• [Tasks to carry out]
- 1) In the passage on wormholes, what size does the model claim the wormhole diameter is?
- 2) Write out the passage on wormholes between "2. Despite discovering" and "be very disappointed.", inclusive.

• [Reading passage]
Orbits around the Milky Way’s central black hole, as obtained using the Keck telescope in Hawaii. [Credit: Keck/UCLA Galactic Center Group]
Orbits around the Milky Way’s central black hole, as obtained using the Keck telescope in Hawaii. [Credit: Keck/UCLA Galactic Center Group]
Finally, their model depends on a rather striking assertion: that the wormhole diameter is the size of the dark matter core (a region at the center of the galaxy where the dark matter density levels off rather than climbing forever). While there are several estimates of the size of this core, it’s probably pretty big, maybe even encompassing the orbit of the Sun. It seems like a rather large omission not to note that we actually are inside a wormhole’s throat, but maybe I’m missing something. Additionally, we have mapped the Milky Way pretty well to the center, where we can literally plot the orbits of stars around the central black hole. (If you want to learn more about that, please sign up for my new class on gravity and orbits, starting next week.)

The Universe is a slippery little weasel: we are often surprised by new discoveries. However, the likelihood of wrongness increases with the grandiosity of the claim. For large stable wormholes of the type claimed in this paper (or the types in Interstellar, Contact, Deep Space Nine, and other science fiction) we need to be wrong about a lot of different things that touch on several branches of fundamental science. We would need general relativity to be wrong in its own claims about itself, and we would need to fundamentally revise the way we interpret astronomical data. Much as I love the idea of wormholes, I love the reliability of general relativity — and reality — more.

Notes

  1. Real-world communication is similarly limited by the speed of light, hence subspace communication and Ursula LeGuin’s ansible.
  2. Despite discovering the mathematical equations describing a kind of “warp drive”, Miguel Alcubierre is one of the biggest critics of the people trying to build a working example. As he rightfully has pointed out, his calculations pretty much show warp drive is impossible in the real world, for similar reasons to those showing why wormholes probably aren’t real. I wrote about why “warp drives” won’t work for Slate.
  3. In the movie version, Ellie Arroway travels alone, and if my memory serves, the structure of the wormhole is never explained.
  4. This is known in the trade as a horrible simplification. Don’t try this at home, kids.

19 responses to “Why wormholes (probably) don’t exist”

  1. My 13-year-old son will be very disappointed.

  2. As a scientist, I find more sci-fi weirdness of the “we have highly intelligent robots, but still need people to fly the ship” variety. Don’t get me started on how you can use hand-tools to fix faster than light ships. That doesn’t even apply to my car!

[Records excerpted from a collection]
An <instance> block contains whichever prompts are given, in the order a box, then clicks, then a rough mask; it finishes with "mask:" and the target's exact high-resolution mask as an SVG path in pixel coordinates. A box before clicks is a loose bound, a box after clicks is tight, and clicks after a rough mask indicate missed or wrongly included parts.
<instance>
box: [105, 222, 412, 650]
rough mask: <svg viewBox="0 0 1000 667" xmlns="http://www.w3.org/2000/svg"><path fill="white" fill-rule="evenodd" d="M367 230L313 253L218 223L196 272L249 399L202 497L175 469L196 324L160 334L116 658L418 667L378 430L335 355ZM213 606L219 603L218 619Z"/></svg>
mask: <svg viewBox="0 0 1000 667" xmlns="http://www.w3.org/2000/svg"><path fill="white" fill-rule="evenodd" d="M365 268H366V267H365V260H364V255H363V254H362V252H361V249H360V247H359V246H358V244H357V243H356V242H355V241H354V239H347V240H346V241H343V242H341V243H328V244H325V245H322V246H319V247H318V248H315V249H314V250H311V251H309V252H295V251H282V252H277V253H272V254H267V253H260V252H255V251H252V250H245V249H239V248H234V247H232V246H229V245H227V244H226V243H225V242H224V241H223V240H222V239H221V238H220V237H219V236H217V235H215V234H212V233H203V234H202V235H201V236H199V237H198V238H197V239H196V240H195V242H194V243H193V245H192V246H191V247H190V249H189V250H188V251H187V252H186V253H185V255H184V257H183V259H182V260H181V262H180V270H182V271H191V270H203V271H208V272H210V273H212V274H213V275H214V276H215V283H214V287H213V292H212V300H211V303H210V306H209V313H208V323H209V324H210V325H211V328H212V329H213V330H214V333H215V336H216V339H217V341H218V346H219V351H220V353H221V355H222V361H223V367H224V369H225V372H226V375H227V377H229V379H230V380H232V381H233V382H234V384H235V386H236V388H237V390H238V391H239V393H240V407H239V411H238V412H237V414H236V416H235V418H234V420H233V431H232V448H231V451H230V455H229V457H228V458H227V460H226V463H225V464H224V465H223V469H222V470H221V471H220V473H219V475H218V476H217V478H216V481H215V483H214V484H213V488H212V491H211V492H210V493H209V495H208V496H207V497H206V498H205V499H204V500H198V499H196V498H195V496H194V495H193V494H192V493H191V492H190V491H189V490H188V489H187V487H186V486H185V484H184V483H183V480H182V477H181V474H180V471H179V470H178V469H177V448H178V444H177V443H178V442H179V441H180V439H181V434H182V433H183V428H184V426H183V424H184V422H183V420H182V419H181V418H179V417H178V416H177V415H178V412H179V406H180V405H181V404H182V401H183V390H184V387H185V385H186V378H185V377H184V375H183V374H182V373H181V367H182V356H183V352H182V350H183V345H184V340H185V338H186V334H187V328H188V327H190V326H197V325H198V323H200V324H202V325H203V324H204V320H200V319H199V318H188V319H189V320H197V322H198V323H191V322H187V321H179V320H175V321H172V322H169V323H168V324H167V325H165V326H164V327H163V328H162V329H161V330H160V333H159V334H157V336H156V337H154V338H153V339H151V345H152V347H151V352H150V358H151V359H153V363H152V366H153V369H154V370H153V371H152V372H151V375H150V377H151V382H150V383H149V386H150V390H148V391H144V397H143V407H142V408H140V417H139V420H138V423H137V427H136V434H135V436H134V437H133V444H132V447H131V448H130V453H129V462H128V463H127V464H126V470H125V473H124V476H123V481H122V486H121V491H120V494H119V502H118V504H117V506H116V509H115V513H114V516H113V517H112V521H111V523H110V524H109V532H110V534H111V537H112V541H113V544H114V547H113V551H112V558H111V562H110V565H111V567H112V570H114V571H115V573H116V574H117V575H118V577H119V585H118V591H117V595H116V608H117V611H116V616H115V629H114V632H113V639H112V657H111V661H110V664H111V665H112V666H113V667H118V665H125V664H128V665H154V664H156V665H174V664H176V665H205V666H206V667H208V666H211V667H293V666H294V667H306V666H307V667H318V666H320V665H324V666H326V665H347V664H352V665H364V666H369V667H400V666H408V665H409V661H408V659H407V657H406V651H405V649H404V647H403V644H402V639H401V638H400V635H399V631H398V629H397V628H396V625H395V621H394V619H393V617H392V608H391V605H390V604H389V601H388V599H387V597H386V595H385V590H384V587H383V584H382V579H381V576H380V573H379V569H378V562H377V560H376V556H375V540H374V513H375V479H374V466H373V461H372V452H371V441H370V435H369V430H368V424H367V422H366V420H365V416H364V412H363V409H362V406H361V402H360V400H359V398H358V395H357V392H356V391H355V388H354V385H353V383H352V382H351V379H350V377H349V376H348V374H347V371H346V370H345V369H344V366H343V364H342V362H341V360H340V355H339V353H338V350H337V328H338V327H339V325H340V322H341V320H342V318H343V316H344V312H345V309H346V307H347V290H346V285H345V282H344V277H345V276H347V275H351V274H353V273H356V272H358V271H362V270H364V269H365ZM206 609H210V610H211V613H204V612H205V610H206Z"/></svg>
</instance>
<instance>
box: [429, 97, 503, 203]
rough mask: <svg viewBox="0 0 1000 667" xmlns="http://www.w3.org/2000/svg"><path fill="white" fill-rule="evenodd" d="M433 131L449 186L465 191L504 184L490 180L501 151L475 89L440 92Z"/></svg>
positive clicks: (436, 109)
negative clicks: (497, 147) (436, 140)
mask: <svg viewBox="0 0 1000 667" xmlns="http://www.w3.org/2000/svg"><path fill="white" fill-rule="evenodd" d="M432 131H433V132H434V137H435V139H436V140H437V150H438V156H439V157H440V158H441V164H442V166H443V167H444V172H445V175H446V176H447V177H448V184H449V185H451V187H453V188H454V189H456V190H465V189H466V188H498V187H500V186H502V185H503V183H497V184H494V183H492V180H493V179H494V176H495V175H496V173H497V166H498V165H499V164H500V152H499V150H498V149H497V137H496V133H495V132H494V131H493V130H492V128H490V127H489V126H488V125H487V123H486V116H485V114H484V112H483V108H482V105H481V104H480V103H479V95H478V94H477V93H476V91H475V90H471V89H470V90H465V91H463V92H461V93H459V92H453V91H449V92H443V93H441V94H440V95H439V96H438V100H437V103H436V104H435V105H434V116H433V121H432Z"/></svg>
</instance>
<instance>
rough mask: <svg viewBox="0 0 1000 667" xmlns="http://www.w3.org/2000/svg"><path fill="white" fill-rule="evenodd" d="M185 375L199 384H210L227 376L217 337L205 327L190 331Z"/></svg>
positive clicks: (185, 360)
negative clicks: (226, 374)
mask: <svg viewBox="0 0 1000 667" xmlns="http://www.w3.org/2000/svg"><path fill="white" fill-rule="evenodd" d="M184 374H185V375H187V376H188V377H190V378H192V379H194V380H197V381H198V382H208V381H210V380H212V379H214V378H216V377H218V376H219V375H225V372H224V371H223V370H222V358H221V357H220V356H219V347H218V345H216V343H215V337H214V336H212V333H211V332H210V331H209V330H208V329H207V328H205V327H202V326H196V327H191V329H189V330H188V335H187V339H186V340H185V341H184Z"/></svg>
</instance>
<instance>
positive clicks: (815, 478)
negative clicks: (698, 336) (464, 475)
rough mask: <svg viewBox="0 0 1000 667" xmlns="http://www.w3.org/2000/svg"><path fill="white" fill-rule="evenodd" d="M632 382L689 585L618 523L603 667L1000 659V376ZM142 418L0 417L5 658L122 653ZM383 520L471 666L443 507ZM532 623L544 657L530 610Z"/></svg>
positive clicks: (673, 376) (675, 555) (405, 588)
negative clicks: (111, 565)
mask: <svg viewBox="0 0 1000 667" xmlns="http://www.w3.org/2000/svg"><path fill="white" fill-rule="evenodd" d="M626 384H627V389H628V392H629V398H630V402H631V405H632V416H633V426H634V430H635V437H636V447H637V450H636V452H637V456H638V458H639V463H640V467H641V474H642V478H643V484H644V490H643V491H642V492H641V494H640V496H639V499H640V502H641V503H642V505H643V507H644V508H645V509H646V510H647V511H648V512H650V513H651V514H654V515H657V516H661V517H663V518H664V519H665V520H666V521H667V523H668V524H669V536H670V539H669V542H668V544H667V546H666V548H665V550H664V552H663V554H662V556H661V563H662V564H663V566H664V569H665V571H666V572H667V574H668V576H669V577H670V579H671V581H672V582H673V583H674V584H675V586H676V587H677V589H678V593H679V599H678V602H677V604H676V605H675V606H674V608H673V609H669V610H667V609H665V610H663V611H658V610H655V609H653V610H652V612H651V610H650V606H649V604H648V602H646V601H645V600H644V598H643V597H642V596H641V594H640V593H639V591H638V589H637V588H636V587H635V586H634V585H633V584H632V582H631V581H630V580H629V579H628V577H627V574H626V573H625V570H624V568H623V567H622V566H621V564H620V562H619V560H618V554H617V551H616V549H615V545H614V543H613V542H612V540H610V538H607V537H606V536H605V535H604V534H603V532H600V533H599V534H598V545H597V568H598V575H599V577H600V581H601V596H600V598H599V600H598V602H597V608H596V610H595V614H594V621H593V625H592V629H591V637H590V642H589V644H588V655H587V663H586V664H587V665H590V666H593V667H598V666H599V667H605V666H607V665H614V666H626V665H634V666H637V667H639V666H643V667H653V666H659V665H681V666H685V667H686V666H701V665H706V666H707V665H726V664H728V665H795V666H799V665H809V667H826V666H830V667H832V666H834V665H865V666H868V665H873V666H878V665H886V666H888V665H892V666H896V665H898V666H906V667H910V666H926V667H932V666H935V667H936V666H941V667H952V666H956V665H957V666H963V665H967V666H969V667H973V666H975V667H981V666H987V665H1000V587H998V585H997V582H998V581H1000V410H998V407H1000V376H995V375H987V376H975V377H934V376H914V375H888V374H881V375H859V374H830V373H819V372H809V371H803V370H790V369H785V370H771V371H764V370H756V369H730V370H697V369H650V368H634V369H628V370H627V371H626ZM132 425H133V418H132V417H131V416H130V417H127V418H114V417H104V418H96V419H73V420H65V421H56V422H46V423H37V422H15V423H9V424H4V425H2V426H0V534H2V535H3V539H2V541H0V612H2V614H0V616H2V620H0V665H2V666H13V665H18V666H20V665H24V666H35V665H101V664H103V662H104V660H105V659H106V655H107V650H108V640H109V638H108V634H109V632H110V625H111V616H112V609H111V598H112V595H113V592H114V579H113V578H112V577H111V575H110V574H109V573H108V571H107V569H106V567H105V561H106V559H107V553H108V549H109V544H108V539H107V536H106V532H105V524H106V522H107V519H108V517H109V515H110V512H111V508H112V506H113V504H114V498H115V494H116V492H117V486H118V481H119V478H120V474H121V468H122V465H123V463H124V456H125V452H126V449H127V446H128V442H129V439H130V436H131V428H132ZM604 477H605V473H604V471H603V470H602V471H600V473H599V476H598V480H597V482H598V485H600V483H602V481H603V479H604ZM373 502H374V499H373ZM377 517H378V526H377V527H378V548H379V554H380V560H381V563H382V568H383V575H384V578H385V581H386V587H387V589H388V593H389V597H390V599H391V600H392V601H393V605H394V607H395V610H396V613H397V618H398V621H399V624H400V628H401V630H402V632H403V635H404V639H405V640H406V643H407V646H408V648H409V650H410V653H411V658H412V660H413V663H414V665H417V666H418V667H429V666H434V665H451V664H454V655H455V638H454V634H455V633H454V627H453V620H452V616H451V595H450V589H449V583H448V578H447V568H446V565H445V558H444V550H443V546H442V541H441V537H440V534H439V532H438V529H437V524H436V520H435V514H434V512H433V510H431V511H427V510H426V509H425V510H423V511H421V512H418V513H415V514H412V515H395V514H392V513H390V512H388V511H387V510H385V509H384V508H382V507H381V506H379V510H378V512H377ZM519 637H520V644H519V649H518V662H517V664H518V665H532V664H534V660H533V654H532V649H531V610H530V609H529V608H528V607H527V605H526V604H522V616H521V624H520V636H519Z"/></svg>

• [Solutions to the tasks]
- 1) The size of the dark matter core.

- 2)
2. Despite discovering the mathematical equations describing a kind of “warp drive”, Miguel Alcubierre is one of the biggest critics of the people trying to build a working example. As he rightfully has pointed out, his calculations pretty much show warp drive is impossible in the real world, for similar reasons to those showing why wormholes probably aren’t real. I wrote about why “warp drives” won’t work for Slate.
  3. In the movie version, Ellie Arroway travels alone, and if my memory serves, the structure of the wormhole is never explained.
  4. This is known in the trade as a horrible simplification. Don’t try this at home, kids.

19 responses to “Why wormholes (probably) don’t exist”

  1. My 13-year-old son will be very disappointed.